> **EXERCISE PROMPT**
Below are records; copy every line among them that contains the word "floppy".

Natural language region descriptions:
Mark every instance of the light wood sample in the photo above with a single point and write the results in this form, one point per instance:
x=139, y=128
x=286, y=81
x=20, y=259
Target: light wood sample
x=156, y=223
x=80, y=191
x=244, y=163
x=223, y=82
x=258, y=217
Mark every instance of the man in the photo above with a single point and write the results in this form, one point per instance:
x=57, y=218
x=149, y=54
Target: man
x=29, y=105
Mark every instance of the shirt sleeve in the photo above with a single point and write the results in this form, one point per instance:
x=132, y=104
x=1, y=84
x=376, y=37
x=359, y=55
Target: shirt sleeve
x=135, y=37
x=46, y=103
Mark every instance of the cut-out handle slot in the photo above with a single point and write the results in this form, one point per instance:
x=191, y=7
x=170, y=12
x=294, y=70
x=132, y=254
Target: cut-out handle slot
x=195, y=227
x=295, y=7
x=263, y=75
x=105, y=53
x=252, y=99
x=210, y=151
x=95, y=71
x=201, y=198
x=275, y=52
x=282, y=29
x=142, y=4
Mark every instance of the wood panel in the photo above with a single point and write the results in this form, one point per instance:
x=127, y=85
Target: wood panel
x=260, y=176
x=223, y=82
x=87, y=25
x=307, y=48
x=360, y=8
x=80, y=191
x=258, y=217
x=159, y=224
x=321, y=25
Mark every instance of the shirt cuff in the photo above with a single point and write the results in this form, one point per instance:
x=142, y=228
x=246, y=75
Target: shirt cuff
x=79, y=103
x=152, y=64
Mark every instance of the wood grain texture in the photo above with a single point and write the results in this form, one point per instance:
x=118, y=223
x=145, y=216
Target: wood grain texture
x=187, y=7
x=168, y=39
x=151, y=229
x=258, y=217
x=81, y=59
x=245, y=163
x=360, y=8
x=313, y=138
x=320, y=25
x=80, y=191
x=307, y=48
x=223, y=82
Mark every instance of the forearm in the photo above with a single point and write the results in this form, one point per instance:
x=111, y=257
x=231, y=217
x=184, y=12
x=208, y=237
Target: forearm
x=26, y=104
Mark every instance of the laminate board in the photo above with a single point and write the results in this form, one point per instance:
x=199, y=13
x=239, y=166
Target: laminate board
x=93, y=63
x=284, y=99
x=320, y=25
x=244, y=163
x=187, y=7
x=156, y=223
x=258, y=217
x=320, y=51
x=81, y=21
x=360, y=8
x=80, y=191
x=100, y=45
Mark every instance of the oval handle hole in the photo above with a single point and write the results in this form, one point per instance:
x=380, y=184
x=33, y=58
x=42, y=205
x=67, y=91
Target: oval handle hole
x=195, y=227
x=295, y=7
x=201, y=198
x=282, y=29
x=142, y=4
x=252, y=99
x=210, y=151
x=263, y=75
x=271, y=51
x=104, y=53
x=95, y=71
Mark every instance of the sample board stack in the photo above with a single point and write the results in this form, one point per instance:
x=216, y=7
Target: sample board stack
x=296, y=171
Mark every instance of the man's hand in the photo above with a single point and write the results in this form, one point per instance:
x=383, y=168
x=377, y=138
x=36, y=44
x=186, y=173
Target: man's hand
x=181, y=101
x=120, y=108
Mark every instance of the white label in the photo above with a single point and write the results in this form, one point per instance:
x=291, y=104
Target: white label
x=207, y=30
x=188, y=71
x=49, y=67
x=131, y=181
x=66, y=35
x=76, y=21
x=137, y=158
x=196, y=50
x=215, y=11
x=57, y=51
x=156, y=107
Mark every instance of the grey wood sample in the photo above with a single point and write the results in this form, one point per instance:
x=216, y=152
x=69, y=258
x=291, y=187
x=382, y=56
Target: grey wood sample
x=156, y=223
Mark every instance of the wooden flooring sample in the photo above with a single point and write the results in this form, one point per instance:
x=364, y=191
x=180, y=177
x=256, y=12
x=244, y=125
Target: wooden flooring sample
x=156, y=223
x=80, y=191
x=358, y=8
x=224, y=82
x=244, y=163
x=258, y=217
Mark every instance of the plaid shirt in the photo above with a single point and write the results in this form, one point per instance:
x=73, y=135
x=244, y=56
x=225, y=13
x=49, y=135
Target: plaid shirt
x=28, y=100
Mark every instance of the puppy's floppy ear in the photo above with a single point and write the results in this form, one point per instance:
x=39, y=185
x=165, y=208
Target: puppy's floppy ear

--

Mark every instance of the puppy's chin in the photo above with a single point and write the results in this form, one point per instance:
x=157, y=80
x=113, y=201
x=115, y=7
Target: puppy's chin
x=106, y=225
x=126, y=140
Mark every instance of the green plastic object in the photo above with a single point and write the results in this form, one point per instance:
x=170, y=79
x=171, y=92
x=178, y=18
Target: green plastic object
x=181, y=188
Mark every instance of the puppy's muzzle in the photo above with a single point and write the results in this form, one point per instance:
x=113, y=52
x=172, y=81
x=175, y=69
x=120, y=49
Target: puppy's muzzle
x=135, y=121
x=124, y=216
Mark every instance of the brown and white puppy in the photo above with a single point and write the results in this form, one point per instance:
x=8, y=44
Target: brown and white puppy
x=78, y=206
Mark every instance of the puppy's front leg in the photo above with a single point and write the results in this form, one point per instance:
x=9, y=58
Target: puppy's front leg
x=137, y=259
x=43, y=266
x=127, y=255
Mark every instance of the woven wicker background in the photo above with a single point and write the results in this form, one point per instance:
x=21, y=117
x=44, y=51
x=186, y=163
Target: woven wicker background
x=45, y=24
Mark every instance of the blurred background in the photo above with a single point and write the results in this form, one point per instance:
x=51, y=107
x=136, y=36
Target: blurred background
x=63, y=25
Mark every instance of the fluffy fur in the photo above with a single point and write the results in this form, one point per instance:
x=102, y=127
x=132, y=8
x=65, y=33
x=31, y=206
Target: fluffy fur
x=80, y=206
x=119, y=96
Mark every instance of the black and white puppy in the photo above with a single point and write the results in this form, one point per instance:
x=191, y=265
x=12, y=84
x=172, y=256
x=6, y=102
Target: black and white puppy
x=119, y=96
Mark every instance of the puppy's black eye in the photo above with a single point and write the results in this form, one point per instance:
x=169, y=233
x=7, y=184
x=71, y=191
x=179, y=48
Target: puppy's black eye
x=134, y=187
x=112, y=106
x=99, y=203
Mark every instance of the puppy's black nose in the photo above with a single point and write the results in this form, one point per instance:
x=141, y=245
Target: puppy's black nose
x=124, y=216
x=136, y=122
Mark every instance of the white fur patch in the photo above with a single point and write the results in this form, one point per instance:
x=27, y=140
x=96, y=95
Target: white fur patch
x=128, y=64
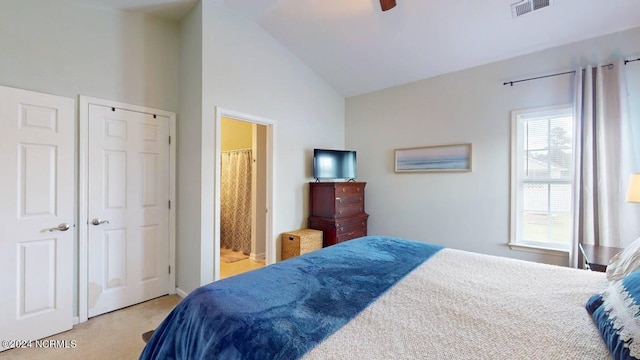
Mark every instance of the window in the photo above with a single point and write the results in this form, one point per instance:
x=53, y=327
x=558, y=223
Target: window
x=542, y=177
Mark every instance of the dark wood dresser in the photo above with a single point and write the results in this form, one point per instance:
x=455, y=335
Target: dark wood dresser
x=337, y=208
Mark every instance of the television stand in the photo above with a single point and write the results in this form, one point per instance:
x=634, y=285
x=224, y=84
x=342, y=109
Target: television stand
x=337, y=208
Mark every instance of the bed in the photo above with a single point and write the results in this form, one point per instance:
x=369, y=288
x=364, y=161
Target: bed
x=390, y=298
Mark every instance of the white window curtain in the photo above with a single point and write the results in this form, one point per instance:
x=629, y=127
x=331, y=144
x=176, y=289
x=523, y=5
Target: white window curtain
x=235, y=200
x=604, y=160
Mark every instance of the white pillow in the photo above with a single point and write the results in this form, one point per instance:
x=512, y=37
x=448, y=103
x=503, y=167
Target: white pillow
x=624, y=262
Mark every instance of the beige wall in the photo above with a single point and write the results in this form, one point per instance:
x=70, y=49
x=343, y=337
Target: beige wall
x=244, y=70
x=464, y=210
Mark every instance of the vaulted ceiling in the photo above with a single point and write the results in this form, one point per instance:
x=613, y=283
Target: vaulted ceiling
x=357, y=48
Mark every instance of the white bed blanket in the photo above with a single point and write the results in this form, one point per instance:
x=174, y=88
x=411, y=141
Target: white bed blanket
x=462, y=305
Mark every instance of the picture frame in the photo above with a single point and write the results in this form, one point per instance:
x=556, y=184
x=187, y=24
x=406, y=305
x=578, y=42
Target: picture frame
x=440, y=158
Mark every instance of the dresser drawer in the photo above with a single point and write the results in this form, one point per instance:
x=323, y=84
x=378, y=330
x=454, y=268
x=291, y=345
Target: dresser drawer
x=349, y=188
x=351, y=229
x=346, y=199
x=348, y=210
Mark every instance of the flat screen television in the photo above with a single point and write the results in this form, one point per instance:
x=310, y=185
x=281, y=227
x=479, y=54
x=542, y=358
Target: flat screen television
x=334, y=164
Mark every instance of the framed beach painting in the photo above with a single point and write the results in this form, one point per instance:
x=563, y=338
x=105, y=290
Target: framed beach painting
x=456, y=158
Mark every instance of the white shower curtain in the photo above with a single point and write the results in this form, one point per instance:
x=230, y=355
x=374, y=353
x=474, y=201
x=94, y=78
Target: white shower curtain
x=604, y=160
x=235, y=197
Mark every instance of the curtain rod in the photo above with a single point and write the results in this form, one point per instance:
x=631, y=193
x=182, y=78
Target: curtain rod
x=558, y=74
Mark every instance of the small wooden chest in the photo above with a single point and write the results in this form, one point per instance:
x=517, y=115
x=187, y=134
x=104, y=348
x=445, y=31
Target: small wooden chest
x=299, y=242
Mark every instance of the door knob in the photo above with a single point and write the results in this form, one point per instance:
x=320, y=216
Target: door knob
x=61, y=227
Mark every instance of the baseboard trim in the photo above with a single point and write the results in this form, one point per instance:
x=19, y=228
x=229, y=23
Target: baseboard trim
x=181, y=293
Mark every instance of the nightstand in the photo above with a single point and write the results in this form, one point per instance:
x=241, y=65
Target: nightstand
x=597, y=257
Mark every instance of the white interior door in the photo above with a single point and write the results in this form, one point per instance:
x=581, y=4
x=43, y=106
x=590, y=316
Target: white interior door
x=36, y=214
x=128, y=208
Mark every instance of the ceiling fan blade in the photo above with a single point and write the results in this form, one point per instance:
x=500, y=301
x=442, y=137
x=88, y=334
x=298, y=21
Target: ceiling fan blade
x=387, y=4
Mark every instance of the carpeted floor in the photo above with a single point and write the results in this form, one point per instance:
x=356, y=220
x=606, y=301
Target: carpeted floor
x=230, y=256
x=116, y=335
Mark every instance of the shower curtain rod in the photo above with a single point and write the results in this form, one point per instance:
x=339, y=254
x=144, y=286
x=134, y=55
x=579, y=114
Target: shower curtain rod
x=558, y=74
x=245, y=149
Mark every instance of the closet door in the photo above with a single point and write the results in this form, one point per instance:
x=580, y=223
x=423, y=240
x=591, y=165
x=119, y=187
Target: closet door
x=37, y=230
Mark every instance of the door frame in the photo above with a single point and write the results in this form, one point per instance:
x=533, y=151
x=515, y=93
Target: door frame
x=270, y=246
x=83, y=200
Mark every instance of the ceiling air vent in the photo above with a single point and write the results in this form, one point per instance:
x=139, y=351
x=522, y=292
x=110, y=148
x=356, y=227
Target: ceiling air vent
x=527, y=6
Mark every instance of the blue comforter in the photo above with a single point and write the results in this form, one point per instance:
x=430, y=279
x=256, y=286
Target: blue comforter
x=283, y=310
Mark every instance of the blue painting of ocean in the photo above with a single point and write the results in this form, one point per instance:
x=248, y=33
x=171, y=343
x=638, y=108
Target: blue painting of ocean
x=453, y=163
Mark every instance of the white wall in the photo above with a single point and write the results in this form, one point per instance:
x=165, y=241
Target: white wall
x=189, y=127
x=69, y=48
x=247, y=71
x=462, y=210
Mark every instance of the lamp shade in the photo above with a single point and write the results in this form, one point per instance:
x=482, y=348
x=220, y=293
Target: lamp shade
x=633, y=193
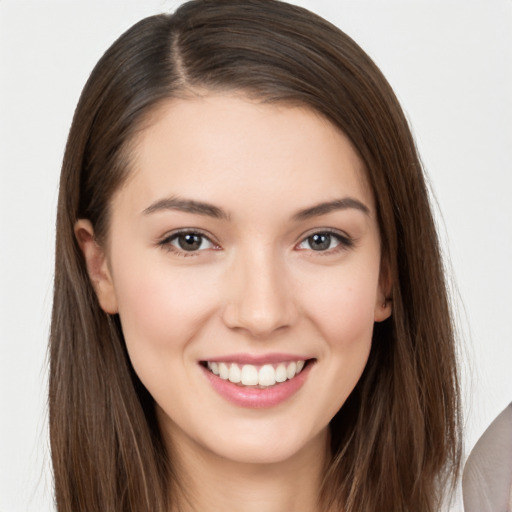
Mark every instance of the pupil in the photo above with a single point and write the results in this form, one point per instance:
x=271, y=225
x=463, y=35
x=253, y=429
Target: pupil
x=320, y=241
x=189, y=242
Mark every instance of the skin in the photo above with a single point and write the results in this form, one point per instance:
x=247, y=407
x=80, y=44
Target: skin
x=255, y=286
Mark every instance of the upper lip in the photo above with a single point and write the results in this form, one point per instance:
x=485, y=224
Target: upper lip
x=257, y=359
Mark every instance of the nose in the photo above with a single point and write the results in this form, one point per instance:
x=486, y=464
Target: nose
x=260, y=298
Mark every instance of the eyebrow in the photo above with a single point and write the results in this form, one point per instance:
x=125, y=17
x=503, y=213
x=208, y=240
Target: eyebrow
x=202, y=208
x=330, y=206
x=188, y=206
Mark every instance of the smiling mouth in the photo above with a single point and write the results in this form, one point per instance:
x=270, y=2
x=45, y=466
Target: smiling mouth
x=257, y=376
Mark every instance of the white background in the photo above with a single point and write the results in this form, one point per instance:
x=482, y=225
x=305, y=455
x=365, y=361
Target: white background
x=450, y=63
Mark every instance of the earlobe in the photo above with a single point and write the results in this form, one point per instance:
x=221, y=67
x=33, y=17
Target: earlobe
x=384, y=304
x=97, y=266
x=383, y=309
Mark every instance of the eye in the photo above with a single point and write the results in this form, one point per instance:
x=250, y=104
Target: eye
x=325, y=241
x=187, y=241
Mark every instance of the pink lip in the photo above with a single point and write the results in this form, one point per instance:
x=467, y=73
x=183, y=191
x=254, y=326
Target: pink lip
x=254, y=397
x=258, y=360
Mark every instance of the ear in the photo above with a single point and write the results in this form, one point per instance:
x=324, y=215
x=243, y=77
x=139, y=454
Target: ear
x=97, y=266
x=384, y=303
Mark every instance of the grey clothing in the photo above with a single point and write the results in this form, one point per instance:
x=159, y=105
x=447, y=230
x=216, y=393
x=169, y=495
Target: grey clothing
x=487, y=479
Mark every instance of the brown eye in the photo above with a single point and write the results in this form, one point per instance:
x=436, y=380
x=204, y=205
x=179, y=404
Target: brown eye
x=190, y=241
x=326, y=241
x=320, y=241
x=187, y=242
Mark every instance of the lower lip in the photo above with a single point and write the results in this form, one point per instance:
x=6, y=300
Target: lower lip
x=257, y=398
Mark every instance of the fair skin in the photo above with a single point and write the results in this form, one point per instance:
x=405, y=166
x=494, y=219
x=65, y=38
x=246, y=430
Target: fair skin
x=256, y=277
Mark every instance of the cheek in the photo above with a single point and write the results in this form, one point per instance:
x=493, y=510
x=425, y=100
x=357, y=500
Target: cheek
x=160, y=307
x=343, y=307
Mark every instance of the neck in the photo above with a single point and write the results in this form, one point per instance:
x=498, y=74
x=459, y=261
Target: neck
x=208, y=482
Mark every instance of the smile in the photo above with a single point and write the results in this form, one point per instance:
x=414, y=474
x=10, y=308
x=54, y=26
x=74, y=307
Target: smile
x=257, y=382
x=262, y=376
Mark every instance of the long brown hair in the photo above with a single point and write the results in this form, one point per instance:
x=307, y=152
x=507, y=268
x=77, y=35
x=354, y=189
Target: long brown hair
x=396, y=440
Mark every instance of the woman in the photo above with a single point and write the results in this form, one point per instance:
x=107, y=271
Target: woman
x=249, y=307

...

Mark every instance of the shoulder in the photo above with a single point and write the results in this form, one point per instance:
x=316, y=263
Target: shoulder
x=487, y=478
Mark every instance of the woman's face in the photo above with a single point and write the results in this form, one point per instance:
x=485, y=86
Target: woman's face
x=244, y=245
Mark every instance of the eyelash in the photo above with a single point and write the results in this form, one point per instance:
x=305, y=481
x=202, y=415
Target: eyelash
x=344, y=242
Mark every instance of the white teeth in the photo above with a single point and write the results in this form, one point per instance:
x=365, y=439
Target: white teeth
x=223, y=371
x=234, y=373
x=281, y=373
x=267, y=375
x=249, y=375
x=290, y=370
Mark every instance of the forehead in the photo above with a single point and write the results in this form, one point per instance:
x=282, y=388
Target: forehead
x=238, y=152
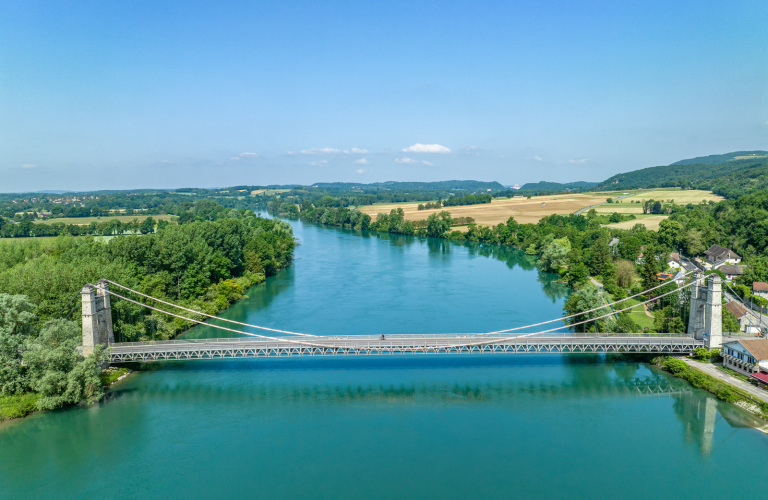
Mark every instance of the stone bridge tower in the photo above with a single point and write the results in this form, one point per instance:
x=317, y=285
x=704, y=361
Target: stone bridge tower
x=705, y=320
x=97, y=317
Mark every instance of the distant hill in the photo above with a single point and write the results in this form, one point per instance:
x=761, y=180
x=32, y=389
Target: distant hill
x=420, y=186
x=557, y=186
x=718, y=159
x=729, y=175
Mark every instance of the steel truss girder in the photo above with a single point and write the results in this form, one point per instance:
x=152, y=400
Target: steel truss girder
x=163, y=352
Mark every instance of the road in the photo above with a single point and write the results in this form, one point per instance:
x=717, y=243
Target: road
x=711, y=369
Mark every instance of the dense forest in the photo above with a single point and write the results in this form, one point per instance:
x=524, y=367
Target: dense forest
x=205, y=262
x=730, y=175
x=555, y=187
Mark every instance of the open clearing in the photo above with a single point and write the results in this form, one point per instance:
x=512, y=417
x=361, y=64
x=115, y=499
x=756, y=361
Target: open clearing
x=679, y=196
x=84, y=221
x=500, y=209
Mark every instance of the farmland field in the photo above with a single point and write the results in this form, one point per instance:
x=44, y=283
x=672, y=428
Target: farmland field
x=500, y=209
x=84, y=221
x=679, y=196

> **OUTPUT OF THE TASK**
Mark every instance of the puppy's floppy ear in the photo above with a single point and write the results in this form, one point per instance:
Target: puppy's floppy ear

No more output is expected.